■ Exercise description: Everything from the first line of the records below through the line containing "Task: the pointer indicates each instance of the windshield" is to be retyped exactly; leave out the rest.

[Data to use Boundary: Start]

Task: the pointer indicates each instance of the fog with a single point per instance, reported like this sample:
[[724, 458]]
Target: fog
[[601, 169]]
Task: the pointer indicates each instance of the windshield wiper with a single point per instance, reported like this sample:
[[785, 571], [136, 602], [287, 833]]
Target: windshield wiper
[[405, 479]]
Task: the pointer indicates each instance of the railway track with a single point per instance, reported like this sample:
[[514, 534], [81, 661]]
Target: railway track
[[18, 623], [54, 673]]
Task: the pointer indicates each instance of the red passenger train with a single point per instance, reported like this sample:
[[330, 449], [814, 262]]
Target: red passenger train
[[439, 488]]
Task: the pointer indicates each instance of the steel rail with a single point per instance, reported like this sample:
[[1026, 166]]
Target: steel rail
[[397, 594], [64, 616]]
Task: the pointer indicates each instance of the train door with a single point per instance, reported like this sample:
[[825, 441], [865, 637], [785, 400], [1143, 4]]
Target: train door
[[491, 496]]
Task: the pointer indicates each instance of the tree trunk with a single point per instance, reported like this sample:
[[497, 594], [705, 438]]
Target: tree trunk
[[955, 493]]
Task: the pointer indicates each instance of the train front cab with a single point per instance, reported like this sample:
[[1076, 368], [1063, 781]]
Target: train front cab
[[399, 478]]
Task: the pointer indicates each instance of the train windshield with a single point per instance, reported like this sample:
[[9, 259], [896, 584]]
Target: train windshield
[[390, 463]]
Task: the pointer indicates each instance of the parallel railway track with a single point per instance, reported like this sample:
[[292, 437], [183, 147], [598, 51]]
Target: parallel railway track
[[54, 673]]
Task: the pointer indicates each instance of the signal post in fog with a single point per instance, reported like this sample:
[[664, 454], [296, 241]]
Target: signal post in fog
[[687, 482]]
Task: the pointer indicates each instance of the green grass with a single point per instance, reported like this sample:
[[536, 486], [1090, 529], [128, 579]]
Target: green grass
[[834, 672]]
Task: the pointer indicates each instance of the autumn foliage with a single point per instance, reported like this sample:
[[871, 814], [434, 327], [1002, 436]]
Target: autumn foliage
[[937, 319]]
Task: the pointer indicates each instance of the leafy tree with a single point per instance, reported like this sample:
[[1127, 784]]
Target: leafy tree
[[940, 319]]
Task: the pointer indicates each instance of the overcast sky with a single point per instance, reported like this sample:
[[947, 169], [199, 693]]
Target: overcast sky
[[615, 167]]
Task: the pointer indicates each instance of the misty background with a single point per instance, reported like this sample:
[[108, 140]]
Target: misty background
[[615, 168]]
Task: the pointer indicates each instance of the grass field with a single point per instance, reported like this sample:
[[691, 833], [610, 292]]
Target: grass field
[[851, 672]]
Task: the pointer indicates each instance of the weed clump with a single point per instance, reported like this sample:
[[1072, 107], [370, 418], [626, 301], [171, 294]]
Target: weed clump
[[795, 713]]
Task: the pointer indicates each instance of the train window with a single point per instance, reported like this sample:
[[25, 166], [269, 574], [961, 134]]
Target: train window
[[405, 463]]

[Data to use Boundary: End]

■ Answer space:
Task: the pointer indicates each instance of the fog with a single point per instance, reported like this sample:
[[724, 458]]
Target: fog
[[601, 169]]
Task: the pointer indicates each instance of the windshield wiper with a single point per instance, reported like this sample:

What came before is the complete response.